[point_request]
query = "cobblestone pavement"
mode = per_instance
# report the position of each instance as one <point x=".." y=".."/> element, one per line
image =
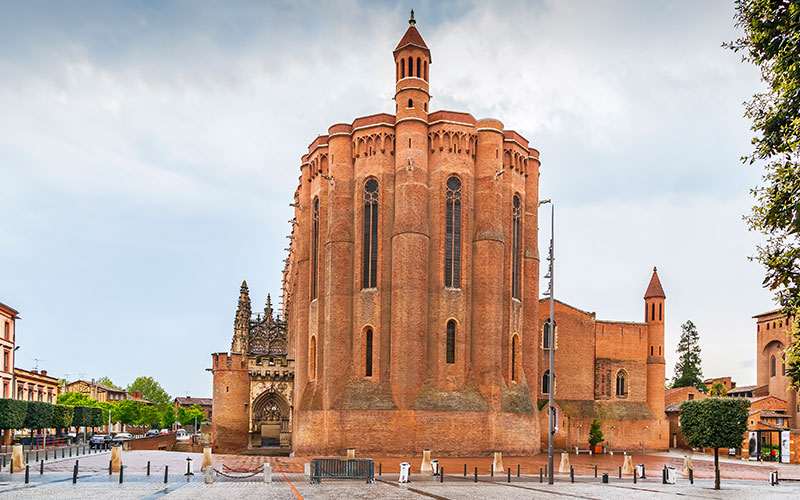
<point x="94" y="482"/>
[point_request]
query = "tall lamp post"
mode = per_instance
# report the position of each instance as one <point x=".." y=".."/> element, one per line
<point x="551" y="344"/>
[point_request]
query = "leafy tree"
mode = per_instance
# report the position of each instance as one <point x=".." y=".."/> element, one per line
<point x="168" y="418"/>
<point x="771" y="41"/>
<point x="62" y="416"/>
<point x="151" y="391"/>
<point x="714" y="423"/>
<point x="687" y="369"/>
<point x="718" y="389"/>
<point x="186" y="416"/>
<point x="595" y="434"/>
<point x="107" y="381"/>
<point x="75" y="399"/>
<point x="12" y="414"/>
<point x="150" y="416"/>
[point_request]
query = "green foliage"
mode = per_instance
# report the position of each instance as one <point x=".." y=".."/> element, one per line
<point x="687" y="369"/>
<point x="771" y="41"/>
<point x="150" y="416"/>
<point x="62" y="416"/>
<point x="714" y="422"/>
<point x="128" y="411"/>
<point x="39" y="415"/>
<point x="187" y="416"/>
<point x="75" y="399"/>
<point x="107" y="381"/>
<point x="151" y="391"/>
<point x="168" y="417"/>
<point x="595" y="434"/>
<point x="12" y="413"/>
<point x="718" y="389"/>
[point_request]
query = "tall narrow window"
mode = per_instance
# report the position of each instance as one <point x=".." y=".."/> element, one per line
<point x="315" y="251"/>
<point x="312" y="359"/>
<point x="516" y="212"/>
<point x="452" y="257"/>
<point x="546" y="382"/>
<point x="514" y="356"/>
<point x="370" y="255"/>
<point x="622" y="390"/>
<point x="450" y="348"/>
<point x="368" y="352"/>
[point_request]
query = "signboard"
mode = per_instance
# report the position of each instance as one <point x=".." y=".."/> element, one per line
<point x="785" y="447"/>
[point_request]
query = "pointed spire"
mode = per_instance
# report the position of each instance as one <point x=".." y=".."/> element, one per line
<point x="654" y="289"/>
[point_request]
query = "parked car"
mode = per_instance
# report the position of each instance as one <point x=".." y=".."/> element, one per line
<point x="99" y="441"/>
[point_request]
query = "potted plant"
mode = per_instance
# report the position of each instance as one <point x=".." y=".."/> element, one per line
<point x="595" y="437"/>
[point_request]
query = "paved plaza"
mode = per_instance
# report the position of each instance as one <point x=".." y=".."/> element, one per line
<point x="290" y="483"/>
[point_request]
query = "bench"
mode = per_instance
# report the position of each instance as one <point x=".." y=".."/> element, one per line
<point x="342" y="468"/>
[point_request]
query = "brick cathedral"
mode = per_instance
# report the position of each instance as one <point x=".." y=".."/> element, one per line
<point x="411" y="299"/>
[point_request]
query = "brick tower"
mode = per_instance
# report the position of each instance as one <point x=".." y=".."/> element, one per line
<point x="656" y="367"/>
<point x="412" y="280"/>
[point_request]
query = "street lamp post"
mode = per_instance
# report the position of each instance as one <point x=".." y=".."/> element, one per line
<point x="611" y="440"/>
<point x="551" y="344"/>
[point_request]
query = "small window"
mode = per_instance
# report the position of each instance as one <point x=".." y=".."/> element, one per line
<point x="450" y="348"/>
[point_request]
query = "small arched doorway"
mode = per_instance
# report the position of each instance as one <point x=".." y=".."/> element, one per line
<point x="271" y="416"/>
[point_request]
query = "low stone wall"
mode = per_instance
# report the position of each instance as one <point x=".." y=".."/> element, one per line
<point x="160" y="442"/>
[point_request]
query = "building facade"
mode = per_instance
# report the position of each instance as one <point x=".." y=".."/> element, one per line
<point x="253" y="403"/>
<point x="773" y="335"/>
<point x="8" y="318"/>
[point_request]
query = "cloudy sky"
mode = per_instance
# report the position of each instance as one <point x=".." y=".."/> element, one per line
<point x="148" y="152"/>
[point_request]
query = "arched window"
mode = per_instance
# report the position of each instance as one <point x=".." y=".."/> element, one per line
<point x="546" y="334"/>
<point x="368" y="353"/>
<point x="450" y="347"/>
<point x="370" y="250"/>
<point x="546" y="382"/>
<point x="514" y="358"/>
<point x="315" y="251"/>
<point x="622" y="388"/>
<point x="452" y="251"/>
<point x="516" y="214"/>
<point x="312" y="359"/>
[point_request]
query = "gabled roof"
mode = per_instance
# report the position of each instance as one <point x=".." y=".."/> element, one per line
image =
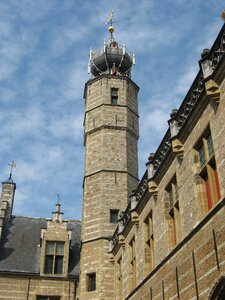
━━━
▶ [What is expected]: State the number of lines above that contain "brick". Write nothing besides it.

▶ [Task result]: 2